(Stored data entries)

★ ★ ★ ★ ★

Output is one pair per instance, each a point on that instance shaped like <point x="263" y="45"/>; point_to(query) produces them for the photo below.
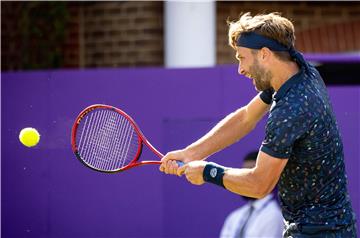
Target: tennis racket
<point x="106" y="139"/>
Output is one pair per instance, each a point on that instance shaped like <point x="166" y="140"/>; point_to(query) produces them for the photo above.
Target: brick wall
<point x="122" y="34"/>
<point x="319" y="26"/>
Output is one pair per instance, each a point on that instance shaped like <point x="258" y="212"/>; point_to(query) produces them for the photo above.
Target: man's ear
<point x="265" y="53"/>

★ ★ ★ ★ ★

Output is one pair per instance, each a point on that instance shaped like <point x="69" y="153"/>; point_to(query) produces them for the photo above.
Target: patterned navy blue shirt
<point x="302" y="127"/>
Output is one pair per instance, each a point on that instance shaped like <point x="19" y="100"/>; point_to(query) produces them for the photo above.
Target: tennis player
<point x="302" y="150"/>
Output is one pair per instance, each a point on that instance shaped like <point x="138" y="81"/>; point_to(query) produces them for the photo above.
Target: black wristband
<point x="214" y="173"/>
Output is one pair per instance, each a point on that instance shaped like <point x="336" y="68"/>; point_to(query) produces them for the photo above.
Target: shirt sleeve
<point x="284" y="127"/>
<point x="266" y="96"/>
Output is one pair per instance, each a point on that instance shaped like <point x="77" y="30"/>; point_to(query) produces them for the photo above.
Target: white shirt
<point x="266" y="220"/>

★ ★ ★ ★ ★

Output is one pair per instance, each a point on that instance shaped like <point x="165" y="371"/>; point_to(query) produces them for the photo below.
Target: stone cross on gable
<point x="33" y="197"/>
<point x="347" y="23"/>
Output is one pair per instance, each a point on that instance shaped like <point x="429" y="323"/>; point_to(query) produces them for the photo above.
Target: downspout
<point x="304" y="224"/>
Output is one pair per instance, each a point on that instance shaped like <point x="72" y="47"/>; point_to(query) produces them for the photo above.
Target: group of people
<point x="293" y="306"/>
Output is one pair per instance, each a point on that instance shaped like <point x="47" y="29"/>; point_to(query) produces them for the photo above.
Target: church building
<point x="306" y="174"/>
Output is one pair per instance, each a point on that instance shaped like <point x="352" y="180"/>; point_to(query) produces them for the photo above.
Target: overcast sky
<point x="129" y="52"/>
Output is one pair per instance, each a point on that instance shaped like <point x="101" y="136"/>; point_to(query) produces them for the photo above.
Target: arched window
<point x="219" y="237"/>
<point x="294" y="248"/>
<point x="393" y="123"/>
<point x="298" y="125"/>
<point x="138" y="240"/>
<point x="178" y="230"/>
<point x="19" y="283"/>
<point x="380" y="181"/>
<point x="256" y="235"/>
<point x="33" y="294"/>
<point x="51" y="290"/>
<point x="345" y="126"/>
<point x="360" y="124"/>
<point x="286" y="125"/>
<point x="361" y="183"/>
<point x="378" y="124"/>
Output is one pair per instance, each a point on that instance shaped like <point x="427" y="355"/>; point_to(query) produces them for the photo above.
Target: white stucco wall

★ ★ ★ ★ ★

For the word "below", go through the records and show each line that carries it.

Solution for this task:
Output is one pair per instance, each a point on that instance shaped like <point x="263" y="45"/>; point_to(query) produces them for the photo below.
Output is one pair per instance, each a point on that instance shaped like <point x="165" y="371"/>; point_to(query) produces them for the photo below.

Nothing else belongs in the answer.